(WHAT IS NEEDED) In the financial report excerpt, what was the Group's gearing ratio as at 30 September 2019?

(DOCUMENT EXCERPT)
=====
Liquidity, Capital Structure and Financial Resources

The Group mainly funds its operations from a combination of operating cash flows, borrowings and equity. As at 30 September 2019, the Group had cash and cash equivalents (including pledged bank deposits) of approximately HK$267.6 million (31 March 2019: approximately HK$271.7 million). The Group's working capital was approximately HK$1,689.8 million (31 March 2019: approximately HK$1,762.6 million).

As at 30 September 2019, the Group had outstanding borrowings (including secured notes and obligations under finance lease) of approximately HK$2,251.7 million (31 March 2019: approximately HK$2,440.8 million). The Group had various banking facilities from financial institutions in Hong Kong which were secured by certain assets of the Group, including (i) the Group's financial assets at fair value through profit or loss of HK$1,383.9 million; (ii) certain bank deposits held by the Group; (iii) certain leasehold lands and buildings; (iv) machinery and motor vehicles; and (v) certain loan receivables.

Gearing ratio (being the ratio of total borrowings including secured notes and obligation under finance lease to total assets) as at 30 September 2019 was 39.1% (31 March 2019: 43.9%). The decrease in gearing ratio was mainly attributable to repayment of certain borrowings during the period under review.

Capital Commitment

The capital commitments consist primarily of purchase of construction machinery for rental purpose. As at 30 September 2019, the capital commitments contracted but not provided for amounted to approximately HK$11.7 million (31 March 2019: approximately HK$19.3 million).

Contingent Liabilities

As at 30 September 2019, the Group provided performance guarantee amounting to approximately HK$11.2 million (31 March 2019: approximately HK$10.2 million respectively) to the banks in respect of obligations under finance leases and the Group's obligation under contracts with certain third party customers. Under the guarantees, the Group would be liable to make payments to the banks if the banks were unable to recover the amounts under these finance leases from these customers or the Group failed to perform the relevant obligations to these customers. As at 30 September 2019 and 31 March 2019, no provision for the Group's obligations under the guarantee contracts has been made as the directors of the Company considered that it was not probable that the repayment of the finance lease obligations would be in default and it was not probable that a claim will be made against the Group.

- 27 -

Exposure to Fluctuations in Exchange Rates

The Group's revenues and other incomes are denominated mainly in Hong Kong dollars ("HK$"), United States dollars ("US$"), pounds sterling ("GBP") and Renminbi ("RMB"). The Group's purchases and expenses are mostly denominated in HK$, US$, GBP and RMB. The Group has certain foreign currency bank balances and investments in foreign operations such as trade and interest receivables; other receivables, deposits and prepayments; bank balances and cash; other payables, deposits received and accruals and borrowings, which are exposed to foreign currency exchange risk. The Group currently does not have a foreign currency hedging policy. However, the management monitors foreign exchange exposure of the Group from time to time and will consider hedging significant foreign currency exposure should the need arise.

Employee Information

As at 30 September 2019, the Group had a total of approximately 240 employees (31 March 2019: 227 employees) in Hong Kong and the PRC. The Group maintains a mandatory provident fund scheme for its employees in Hong Kong and participates in the state-managed retirement benefit schemes for its employees in the PRC. The Group's remuneration policies are formulated according to market practices, experiences, skills and performance of individual employee and are reviewed every year.
=====
(EXTRACTED MATERIAL)
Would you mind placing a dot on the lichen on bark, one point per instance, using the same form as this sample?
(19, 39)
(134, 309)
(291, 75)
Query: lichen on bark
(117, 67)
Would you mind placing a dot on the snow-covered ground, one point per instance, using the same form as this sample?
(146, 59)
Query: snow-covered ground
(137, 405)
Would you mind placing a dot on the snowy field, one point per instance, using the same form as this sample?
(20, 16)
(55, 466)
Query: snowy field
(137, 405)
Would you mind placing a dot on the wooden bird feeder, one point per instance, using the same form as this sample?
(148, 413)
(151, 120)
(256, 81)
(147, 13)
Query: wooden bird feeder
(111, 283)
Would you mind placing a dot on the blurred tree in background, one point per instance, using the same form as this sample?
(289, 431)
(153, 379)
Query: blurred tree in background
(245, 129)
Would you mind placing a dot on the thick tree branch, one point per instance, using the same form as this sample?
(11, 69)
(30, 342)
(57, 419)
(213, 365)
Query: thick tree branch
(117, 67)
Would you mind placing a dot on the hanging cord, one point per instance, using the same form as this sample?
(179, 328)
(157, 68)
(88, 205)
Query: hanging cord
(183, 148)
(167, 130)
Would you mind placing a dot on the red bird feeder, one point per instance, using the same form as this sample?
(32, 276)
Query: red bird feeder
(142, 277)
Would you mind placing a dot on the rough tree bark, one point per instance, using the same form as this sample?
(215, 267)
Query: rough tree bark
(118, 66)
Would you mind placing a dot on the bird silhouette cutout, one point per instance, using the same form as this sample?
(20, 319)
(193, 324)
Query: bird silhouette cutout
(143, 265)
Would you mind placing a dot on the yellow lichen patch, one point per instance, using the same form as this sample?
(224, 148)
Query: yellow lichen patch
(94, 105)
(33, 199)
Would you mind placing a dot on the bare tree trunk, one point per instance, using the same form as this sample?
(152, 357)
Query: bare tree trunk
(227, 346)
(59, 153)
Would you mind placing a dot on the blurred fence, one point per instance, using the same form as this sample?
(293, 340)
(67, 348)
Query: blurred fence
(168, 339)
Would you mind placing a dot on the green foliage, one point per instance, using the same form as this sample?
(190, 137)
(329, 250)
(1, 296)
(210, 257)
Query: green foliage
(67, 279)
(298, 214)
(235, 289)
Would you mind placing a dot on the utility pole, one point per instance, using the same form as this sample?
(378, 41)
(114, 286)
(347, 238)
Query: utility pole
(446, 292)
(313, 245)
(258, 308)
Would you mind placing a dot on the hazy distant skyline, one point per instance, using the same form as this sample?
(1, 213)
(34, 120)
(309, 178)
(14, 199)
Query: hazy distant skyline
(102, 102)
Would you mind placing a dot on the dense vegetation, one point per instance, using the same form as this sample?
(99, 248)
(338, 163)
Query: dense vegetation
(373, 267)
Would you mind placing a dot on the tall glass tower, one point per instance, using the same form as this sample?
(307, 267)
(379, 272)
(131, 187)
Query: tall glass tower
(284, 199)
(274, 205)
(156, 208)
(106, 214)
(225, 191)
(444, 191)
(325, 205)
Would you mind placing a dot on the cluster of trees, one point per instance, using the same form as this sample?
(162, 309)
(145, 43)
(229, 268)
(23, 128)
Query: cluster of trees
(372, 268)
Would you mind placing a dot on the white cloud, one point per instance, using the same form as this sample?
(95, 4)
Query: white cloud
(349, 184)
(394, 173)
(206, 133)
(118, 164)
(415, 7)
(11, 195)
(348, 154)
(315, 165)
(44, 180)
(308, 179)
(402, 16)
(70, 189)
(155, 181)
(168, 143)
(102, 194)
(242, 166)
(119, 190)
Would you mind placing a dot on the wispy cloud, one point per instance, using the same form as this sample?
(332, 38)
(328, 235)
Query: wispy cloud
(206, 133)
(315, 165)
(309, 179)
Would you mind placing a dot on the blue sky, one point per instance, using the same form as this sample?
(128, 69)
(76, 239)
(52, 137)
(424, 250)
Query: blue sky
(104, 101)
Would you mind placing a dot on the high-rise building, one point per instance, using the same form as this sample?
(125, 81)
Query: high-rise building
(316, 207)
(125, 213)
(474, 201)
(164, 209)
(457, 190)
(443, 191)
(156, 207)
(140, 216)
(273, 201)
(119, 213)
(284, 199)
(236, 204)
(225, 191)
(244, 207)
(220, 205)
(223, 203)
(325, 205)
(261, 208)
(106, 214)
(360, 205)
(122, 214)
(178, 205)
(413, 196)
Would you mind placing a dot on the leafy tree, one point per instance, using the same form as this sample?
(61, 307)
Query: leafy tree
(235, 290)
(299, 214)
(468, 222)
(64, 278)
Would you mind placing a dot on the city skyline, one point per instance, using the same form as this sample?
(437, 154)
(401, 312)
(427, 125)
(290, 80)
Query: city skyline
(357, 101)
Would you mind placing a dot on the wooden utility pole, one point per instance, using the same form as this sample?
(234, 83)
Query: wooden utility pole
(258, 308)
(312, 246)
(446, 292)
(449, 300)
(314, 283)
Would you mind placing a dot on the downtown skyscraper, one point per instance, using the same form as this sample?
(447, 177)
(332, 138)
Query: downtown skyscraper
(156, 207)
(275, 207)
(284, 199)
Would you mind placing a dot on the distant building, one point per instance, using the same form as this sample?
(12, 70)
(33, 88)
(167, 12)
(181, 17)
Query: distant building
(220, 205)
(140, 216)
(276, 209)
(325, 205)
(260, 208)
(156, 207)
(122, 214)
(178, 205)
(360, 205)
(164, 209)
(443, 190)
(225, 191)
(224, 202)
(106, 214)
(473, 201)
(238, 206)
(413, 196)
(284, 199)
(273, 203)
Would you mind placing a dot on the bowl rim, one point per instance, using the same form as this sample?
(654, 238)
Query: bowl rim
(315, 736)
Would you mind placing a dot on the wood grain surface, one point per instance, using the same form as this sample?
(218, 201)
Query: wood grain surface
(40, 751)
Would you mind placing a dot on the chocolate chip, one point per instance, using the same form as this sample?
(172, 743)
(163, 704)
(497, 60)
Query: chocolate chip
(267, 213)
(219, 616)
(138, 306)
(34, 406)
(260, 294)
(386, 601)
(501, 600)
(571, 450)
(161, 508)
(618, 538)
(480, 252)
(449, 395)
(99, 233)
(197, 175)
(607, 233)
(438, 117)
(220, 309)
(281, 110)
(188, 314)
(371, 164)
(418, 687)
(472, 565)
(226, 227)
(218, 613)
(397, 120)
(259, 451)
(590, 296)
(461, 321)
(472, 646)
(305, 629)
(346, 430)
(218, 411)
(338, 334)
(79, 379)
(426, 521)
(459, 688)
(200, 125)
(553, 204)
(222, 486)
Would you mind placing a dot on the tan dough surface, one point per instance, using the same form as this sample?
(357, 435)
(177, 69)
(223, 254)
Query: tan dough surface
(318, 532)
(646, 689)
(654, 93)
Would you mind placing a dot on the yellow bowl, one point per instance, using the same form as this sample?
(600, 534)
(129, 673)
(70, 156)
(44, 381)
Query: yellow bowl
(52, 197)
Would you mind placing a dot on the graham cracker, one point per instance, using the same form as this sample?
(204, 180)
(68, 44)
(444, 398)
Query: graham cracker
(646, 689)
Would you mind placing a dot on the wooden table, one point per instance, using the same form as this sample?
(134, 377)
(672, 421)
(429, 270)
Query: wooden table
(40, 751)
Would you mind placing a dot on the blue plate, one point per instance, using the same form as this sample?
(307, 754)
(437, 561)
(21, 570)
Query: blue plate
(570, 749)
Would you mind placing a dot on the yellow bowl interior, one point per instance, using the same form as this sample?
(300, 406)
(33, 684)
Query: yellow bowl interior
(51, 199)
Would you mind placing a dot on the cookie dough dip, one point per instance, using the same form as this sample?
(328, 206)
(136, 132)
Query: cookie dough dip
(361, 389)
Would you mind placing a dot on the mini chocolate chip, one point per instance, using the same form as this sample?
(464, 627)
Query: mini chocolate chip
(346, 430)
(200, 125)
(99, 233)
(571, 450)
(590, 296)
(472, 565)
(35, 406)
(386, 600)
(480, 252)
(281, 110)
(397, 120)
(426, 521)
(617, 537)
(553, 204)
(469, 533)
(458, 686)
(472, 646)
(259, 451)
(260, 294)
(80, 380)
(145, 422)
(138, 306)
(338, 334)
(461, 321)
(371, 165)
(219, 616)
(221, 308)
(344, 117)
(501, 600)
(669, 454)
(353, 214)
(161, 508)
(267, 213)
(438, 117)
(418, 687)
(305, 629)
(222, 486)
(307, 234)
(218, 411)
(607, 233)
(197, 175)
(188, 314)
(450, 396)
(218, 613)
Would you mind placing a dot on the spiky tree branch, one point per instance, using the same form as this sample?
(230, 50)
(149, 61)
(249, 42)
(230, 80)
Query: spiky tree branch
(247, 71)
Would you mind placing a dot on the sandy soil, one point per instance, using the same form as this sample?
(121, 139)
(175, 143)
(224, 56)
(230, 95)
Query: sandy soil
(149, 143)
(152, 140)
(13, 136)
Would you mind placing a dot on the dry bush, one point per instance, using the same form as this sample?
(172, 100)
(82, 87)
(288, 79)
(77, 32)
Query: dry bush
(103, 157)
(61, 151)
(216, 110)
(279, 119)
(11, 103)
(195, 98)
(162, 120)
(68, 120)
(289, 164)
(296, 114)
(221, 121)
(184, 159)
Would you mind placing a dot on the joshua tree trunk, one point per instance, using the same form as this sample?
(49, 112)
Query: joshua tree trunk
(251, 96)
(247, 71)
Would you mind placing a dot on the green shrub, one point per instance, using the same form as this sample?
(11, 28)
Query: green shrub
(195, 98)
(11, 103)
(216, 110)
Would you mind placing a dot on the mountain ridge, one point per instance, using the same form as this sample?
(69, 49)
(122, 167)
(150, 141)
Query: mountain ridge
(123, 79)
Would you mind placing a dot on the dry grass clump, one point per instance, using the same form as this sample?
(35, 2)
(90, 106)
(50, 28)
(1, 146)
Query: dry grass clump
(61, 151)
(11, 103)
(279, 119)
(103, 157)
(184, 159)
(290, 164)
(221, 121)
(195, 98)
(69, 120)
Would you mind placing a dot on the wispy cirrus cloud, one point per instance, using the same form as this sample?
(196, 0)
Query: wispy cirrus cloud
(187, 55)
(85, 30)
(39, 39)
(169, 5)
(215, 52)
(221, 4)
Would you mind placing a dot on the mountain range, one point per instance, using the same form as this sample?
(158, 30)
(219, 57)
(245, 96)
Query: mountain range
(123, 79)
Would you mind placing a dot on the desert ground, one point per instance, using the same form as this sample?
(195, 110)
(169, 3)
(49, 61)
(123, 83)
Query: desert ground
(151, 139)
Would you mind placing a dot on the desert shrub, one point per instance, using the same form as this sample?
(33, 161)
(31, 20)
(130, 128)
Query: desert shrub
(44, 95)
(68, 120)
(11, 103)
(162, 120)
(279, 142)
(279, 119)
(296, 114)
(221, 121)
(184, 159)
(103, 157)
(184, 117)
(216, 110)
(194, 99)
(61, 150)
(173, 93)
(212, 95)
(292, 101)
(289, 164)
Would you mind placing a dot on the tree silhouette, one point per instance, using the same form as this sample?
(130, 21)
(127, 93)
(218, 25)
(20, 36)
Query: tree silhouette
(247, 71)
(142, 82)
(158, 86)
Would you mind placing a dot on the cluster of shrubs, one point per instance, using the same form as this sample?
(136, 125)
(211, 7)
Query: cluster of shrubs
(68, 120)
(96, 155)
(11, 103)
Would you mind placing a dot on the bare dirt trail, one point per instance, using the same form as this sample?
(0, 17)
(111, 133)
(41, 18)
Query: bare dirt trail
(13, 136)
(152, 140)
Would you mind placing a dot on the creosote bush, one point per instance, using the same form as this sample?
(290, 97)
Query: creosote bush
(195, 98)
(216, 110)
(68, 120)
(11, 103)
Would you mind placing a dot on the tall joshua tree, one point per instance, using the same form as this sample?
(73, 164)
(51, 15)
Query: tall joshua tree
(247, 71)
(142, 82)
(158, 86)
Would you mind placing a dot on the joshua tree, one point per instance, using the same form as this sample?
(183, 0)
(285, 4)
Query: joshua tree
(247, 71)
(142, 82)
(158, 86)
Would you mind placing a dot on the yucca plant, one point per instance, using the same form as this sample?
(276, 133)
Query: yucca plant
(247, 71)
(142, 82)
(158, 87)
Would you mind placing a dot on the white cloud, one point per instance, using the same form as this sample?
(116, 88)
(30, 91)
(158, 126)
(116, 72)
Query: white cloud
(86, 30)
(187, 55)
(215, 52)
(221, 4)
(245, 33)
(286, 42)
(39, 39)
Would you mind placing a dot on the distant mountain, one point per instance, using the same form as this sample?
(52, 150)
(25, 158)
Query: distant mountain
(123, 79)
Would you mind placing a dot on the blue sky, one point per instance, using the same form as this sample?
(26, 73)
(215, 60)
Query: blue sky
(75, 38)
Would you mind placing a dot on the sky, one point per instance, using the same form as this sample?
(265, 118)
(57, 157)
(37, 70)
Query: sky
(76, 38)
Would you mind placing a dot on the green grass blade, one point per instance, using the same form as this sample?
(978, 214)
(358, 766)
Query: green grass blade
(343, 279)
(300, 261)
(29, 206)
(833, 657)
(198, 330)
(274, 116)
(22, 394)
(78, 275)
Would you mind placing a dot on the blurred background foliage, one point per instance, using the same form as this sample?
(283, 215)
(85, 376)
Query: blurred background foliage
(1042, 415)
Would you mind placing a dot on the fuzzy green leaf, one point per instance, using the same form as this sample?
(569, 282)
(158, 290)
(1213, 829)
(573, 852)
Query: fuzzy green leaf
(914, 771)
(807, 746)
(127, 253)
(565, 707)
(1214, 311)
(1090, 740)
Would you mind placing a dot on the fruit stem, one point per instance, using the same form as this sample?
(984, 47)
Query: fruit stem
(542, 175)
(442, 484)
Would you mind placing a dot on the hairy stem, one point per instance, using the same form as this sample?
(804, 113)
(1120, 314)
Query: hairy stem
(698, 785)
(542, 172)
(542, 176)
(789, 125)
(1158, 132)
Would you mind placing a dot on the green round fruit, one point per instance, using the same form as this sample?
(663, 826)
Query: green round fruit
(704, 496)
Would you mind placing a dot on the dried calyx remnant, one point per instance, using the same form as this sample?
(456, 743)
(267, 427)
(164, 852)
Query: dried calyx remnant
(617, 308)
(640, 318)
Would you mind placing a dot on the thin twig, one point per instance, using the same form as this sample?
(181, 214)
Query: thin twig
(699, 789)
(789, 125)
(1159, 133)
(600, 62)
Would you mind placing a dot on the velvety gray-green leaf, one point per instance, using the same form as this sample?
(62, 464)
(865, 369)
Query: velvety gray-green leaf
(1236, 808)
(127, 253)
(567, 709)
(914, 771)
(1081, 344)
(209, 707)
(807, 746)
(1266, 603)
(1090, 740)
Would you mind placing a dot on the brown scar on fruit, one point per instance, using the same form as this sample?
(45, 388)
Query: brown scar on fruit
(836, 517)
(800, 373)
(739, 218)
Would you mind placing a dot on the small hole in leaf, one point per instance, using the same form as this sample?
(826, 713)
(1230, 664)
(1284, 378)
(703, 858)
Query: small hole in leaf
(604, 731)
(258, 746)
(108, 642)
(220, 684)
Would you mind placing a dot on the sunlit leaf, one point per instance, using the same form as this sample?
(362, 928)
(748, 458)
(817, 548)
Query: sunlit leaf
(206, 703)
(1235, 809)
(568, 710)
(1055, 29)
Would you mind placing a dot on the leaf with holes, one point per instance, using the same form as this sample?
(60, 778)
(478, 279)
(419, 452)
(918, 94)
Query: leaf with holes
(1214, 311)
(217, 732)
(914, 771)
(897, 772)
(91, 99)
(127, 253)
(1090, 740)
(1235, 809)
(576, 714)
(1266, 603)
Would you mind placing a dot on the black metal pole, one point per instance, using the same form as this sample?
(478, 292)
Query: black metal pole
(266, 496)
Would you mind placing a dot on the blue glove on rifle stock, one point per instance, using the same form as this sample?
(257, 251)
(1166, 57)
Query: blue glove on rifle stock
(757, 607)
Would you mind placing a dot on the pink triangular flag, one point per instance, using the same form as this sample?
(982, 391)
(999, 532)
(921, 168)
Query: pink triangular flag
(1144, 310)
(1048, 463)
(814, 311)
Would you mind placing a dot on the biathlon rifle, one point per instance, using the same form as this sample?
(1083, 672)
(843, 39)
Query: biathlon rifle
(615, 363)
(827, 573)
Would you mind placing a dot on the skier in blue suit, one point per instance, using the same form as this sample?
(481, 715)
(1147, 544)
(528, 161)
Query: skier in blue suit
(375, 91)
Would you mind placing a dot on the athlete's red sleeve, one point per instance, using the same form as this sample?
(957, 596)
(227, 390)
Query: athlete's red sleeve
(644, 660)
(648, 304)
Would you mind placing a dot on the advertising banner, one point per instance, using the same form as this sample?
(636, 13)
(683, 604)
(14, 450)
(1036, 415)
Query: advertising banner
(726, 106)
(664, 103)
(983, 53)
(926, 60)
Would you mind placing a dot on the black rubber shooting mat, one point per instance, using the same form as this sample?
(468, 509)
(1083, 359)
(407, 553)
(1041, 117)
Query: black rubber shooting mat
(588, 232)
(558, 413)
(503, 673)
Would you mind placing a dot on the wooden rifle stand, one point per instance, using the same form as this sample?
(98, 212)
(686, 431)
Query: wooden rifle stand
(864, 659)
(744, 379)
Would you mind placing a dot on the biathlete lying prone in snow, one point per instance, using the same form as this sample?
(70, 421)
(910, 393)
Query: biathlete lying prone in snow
=====
(EXERCISE ANSWER) 39.1%